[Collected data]
* * * *

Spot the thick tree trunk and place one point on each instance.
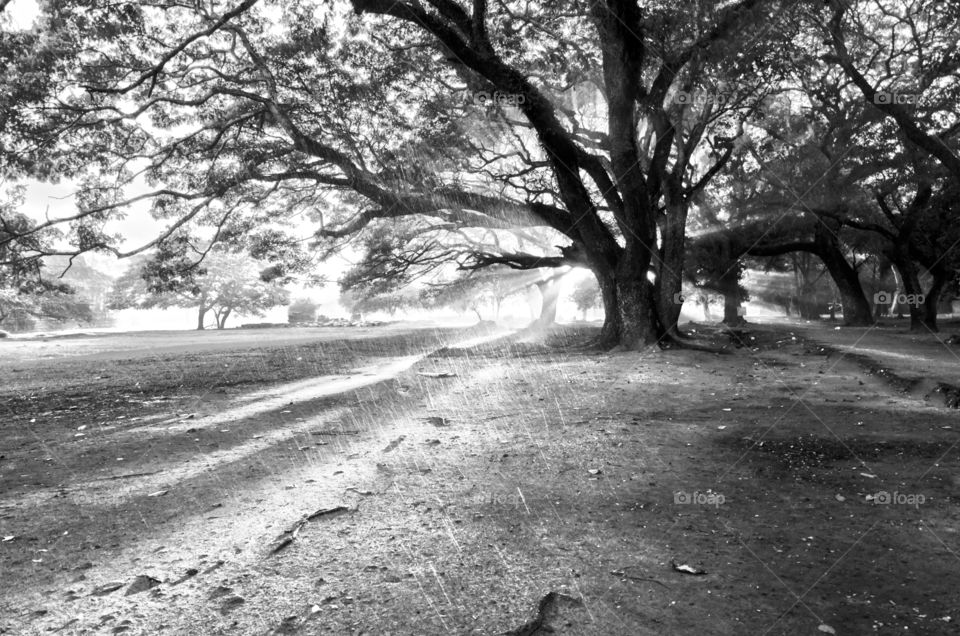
(670, 268)
(856, 308)
(931, 300)
(730, 288)
(910, 276)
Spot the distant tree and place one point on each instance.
(302, 310)
(27, 291)
(228, 283)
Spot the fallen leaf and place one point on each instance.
(687, 569)
(141, 584)
(106, 588)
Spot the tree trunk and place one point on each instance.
(910, 276)
(549, 297)
(222, 318)
(730, 288)
(856, 308)
(629, 313)
(669, 282)
(931, 300)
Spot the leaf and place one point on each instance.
(683, 568)
(141, 584)
(107, 588)
(394, 444)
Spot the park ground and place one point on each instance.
(385, 481)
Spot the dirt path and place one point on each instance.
(481, 486)
(924, 364)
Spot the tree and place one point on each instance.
(302, 310)
(583, 119)
(228, 283)
(586, 296)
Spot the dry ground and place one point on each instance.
(515, 487)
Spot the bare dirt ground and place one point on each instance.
(516, 487)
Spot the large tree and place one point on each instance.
(601, 121)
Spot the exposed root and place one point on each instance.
(546, 608)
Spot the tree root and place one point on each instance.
(545, 607)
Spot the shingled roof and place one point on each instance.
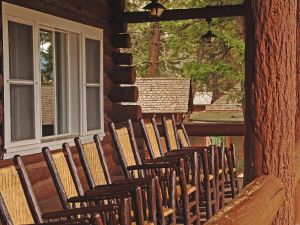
(163, 95)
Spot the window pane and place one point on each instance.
(93, 108)
(22, 112)
(92, 58)
(54, 86)
(47, 83)
(61, 83)
(20, 51)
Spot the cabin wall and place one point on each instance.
(97, 13)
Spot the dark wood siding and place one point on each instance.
(97, 13)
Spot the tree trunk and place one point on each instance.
(154, 51)
(297, 155)
(270, 95)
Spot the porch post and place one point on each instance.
(297, 155)
(270, 95)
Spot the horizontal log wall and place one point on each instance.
(97, 13)
(258, 204)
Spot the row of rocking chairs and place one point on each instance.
(185, 184)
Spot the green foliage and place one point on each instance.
(46, 57)
(216, 67)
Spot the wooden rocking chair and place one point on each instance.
(70, 190)
(69, 187)
(18, 204)
(98, 168)
(177, 139)
(128, 154)
(231, 174)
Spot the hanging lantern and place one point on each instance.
(155, 8)
(209, 36)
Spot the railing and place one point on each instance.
(257, 204)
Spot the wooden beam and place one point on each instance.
(121, 113)
(124, 94)
(185, 14)
(215, 129)
(119, 26)
(258, 204)
(121, 40)
(123, 74)
(122, 58)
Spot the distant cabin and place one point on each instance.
(164, 96)
(201, 101)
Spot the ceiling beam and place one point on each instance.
(184, 14)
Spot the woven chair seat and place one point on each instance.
(145, 223)
(190, 189)
(167, 211)
(227, 170)
(210, 177)
(14, 196)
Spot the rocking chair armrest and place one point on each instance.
(80, 211)
(154, 165)
(90, 198)
(80, 221)
(183, 152)
(112, 191)
(196, 148)
(163, 159)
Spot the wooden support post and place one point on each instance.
(121, 40)
(121, 113)
(297, 132)
(123, 74)
(122, 58)
(184, 14)
(258, 204)
(124, 94)
(270, 96)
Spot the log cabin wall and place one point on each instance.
(97, 13)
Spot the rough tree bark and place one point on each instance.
(154, 51)
(270, 95)
(297, 136)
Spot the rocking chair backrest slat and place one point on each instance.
(126, 147)
(152, 138)
(63, 178)
(170, 133)
(123, 136)
(183, 137)
(93, 162)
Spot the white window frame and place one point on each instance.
(39, 21)
(84, 114)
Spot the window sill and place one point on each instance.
(55, 143)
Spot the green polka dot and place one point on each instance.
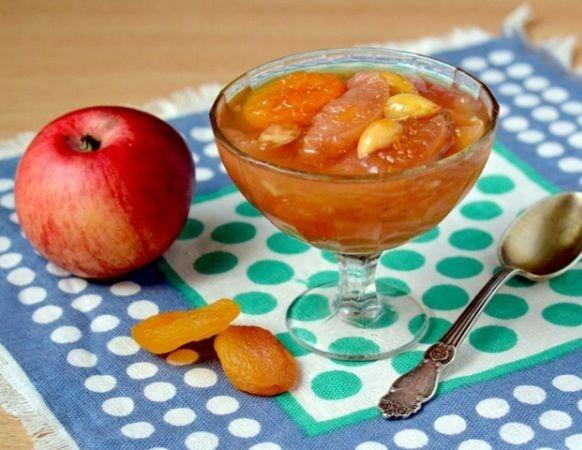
(269, 271)
(471, 239)
(336, 385)
(430, 235)
(506, 306)
(234, 233)
(281, 243)
(354, 346)
(329, 256)
(392, 287)
(437, 327)
(493, 339)
(192, 229)
(215, 262)
(291, 344)
(247, 210)
(405, 260)
(495, 184)
(569, 283)
(459, 267)
(483, 210)
(323, 277)
(407, 361)
(564, 314)
(445, 297)
(256, 303)
(311, 307)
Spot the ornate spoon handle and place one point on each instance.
(416, 387)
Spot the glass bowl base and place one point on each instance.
(376, 327)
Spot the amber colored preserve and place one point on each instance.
(355, 151)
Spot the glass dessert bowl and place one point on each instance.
(358, 191)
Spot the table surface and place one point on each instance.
(63, 55)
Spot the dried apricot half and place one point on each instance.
(165, 332)
(292, 99)
(255, 361)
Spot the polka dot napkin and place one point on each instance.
(68, 362)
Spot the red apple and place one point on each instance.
(104, 190)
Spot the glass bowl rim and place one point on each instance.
(412, 171)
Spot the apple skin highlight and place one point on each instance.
(104, 190)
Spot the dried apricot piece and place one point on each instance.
(291, 99)
(255, 361)
(165, 332)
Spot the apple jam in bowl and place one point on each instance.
(355, 151)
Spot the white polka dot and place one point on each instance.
(371, 445)
(104, 323)
(204, 174)
(182, 357)
(555, 95)
(244, 428)
(536, 83)
(180, 417)
(125, 288)
(202, 440)
(138, 430)
(159, 391)
(211, 150)
(519, 70)
(550, 149)
(47, 314)
(72, 285)
(530, 395)
(4, 243)
(562, 128)
(474, 444)
(574, 442)
(492, 76)
(545, 113)
(510, 89)
(202, 134)
(141, 371)
(118, 406)
(531, 136)
(516, 433)
(501, 57)
(21, 276)
(66, 335)
(222, 405)
(7, 200)
(32, 295)
(492, 408)
(570, 164)
(527, 100)
(100, 383)
(515, 123)
(474, 63)
(10, 260)
(555, 420)
(53, 269)
(86, 303)
(6, 184)
(200, 377)
(123, 346)
(451, 424)
(80, 357)
(576, 140)
(567, 383)
(142, 309)
(411, 438)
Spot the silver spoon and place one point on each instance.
(544, 242)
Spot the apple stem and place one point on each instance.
(89, 143)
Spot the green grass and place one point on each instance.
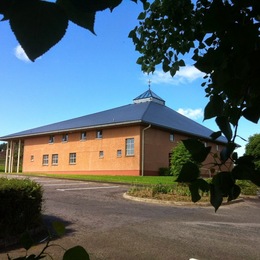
(133, 180)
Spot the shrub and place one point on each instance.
(20, 206)
(164, 171)
(180, 156)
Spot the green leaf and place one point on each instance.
(234, 193)
(37, 25)
(93, 6)
(215, 197)
(215, 135)
(197, 149)
(77, 252)
(194, 190)
(214, 107)
(224, 126)
(80, 16)
(59, 228)
(224, 182)
(26, 241)
(227, 151)
(255, 178)
(195, 186)
(251, 114)
(189, 172)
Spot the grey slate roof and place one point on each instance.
(144, 112)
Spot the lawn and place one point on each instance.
(133, 180)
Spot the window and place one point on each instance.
(172, 137)
(51, 139)
(45, 159)
(119, 153)
(129, 147)
(55, 159)
(99, 134)
(83, 135)
(101, 154)
(72, 158)
(65, 138)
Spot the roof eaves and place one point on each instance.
(12, 137)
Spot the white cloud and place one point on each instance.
(20, 54)
(185, 75)
(191, 113)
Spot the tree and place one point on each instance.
(180, 156)
(253, 149)
(39, 25)
(223, 36)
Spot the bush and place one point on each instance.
(247, 187)
(164, 171)
(20, 206)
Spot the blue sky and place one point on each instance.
(84, 74)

* * * *

To be done
Reproduce every line of the listing above precisely as it appears, omitting the pictures.

Response to this exercise
Spot the thick tree trunk and place one point on each instance.
(670, 268)
(856, 308)
(931, 300)
(730, 288)
(910, 276)
Spot the distant tree and place one point on each instance.
(302, 310)
(27, 291)
(228, 283)
Spot the fallen leaf and place one point on each instance.
(687, 569)
(141, 584)
(106, 588)
Spot the tree trunk and place one point on each instance.
(910, 276)
(549, 297)
(222, 318)
(730, 288)
(856, 308)
(629, 313)
(669, 282)
(931, 300)
Spot the leaf and place one point on each instance.
(683, 568)
(141, 584)
(107, 588)
(394, 444)
Spot the park ground and place one point on each instance.
(385, 481)
Spot the dirt path and place one point on each instance.
(481, 486)
(924, 364)
Spot the tree and place one point on each instance.
(302, 310)
(583, 119)
(228, 283)
(586, 296)
Spot the dry ground and place one point on each instance.
(515, 487)
Spot the bare dirt ground and place one point on each instance.
(516, 487)
Spot the large tree and place one point on each instance.
(601, 121)
Spot the exposed root and place one point on each instance.
(546, 608)
Spot the tree root and place one point on each instance.
(545, 607)
Spot the shingled roof and place one point on each instance.
(163, 95)
Spot the window pane and place one point on each instance.
(93, 108)
(22, 112)
(92, 58)
(54, 86)
(47, 83)
(61, 83)
(20, 51)
Spot the cabin wall and place one point on each instance.
(97, 13)
Spot the dark wood siding and place one point on each instance.
(97, 13)
Spot the tree trunk and place one point on each instance.
(154, 51)
(297, 155)
(270, 95)
Spot the porch post and place one point on each instance.
(297, 155)
(270, 95)
Spot the horizontal log wall and place one point on each instance.
(97, 13)
(258, 204)
Spot the row of rocking chairs and place one point on each instance.
(185, 184)
Spot the green foliage and place one point on each instance.
(46, 57)
(216, 67)
Spot the wooden rocking chair and place one point on each instance.
(70, 190)
(69, 187)
(18, 204)
(98, 168)
(177, 139)
(128, 154)
(231, 174)
Spot the hanging lantern and place one point on each instance.
(155, 8)
(209, 36)
Spot the railing and place one point on each instance.
(257, 204)
Spot the wooden beam and place one point on each instance.
(121, 113)
(124, 94)
(185, 14)
(215, 129)
(119, 26)
(258, 204)
(121, 40)
(123, 74)
(122, 58)
Spot the distant cabin and place one point on each instance.
(164, 96)
(201, 101)
Spot the ceiling beam and place one point on each instance.
(184, 14)
Spot the woven chair seat and place one point on each instance.
(145, 223)
(190, 189)
(167, 211)
(227, 170)
(210, 177)
(14, 196)
Spot the rocking chair armrest and place one point on each instance.
(80, 211)
(154, 165)
(90, 198)
(80, 221)
(183, 152)
(112, 191)
(196, 148)
(163, 159)
Spot the wooden support post and place one point on each instance.
(121, 40)
(121, 113)
(297, 132)
(123, 74)
(122, 58)
(184, 14)
(258, 204)
(124, 94)
(270, 96)
Spot the log cabin wall and place one point on each instance.
(97, 13)
Spot the rough tree bark and place one point on each instance.
(154, 51)
(270, 95)
(297, 136)
Spot the rocking chair backrest slat and place one point on each instance.
(126, 147)
(152, 138)
(63, 178)
(170, 133)
(123, 136)
(183, 137)
(93, 162)
Spot the white window frame and place one point on each instance.
(39, 21)
(84, 114)
Spot the window sill and place one point on each instance.
(55, 143)
Spot the green polka dot and place one point on each instance.
(269, 271)
(471, 239)
(336, 385)
(430, 235)
(506, 306)
(234, 233)
(281, 243)
(354, 346)
(329, 256)
(392, 287)
(437, 327)
(493, 339)
(192, 229)
(215, 262)
(291, 344)
(247, 210)
(405, 260)
(495, 184)
(569, 283)
(459, 267)
(483, 210)
(323, 277)
(407, 361)
(564, 314)
(445, 297)
(256, 303)
(311, 307)
Spot the ornate spoon handle and place one point on each instance.
(416, 387)
Spot the glass bowl base and place one point on each instance.
(376, 327)
Spot the amber colored preserve and place one point on each instance.
(355, 151)
Spot the glass dessert bowl and place one point on each instance.
(358, 191)
Spot the table surface and place one point on each instance.
(63, 55)
Spot the dried apricot half and place one point on each instance.
(165, 332)
(292, 99)
(255, 361)
Spot the polka dot napkin and place one point on each instance.
(68, 362)
Spot the red apple and place one point on each instance.
(104, 190)
Spot the glass bowl rim and place one point on each instance.
(412, 171)
Spot the apple skin highlight and place one point on each instance.
(104, 190)
Spot the dried apricot piece and place one point on each instance.
(291, 99)
(255, 361)
(165, 332)
Spot the apple jam in bowl and place one point on each instance.
(355, 151)
Spot the white polka dot and place one point on each instance.
(371, 445)
(104, 323)
(204, 174)
(182, 357)
(555, 95)
(244, 428)
(536, 83)
(180, 417)
(125, 288)
(202, 440)
(138, 430)
(159, 391)
(211, 150)
(519, 70)
(550, 149)
(47, 314)
(72, 285)
(530, 395)
(4, 243)
(562, 128)
(474, 444)
(574, 442)
(492, 76)
(545, 113)
(510, 89)
(202, 134)
(141, 371)
(118, 406)
(531, 136)
(516, 433)
(501, 57)
(21, 276)
(66, 335)
(222, 405)
(7, 200)
(32, 295)
(492, 408)
(570, 164)
(527, 100)
(100, 383)
(515, 123)
(474, 63)
(10, 260)
(555, 420)
(53, 269)
(86, 303)
(6, 184)
(200, 377)
(123, 346)
(451, 424)
(80, 357)
(576, 140)
(567, 383)
(142, 309)
(411, 438)
Spot the silver spoon and place one point on each instance.
(544, 242)
Spot the apple stem and place one point on each instance.
(89, 143)
Spot the green grass and place one point on each instance.
(133, 180)
Spot the shrub and place one point on each instance.
(20, 206)
(164, 171)
(180, 156)
Spot the green leaf and place one point on each instance.
(234, 193)
(37, 25)
(93, 6)
(215, 197)
(215, 135)
(197, 149)
(77, 252)
(194, 190)
(214, 107)
(224, 126)
(80, 16)
(59, 228)
(224, 182)
(26, 241)
(227, 151)
(255, 178)
(195, 186)
(251, 114)
(189, 172)
Spot the grey slate roof and place one point on each instance.
(144, 112)
Spot the lawn and place one point on each instance.
(133, 180)
Spot the window and place one point on each instance.
(172, 137)
(51, 139)
(45, 159)
(119, 153)
(129, 147)
(55, 159)
(99, 134)
(83, 135)
(101, 154)
(72, 158)
(65, 138)
Spot the roof eaves and place one point on each instance.
(12, 137)
Spot the white cloud and place one point on each instance.
(20, 54)
(185, 75)
(191, 113)
Spot the tree and place one point on each instance.
(180, 156)
(253, 149)
(39, 25)
(223, 36)
Spot the bush and place one point on each instance.
(247, 187)
(164, 171)
(20, 206)
Spot the blue sky and place one point on each instance.
(84, 74)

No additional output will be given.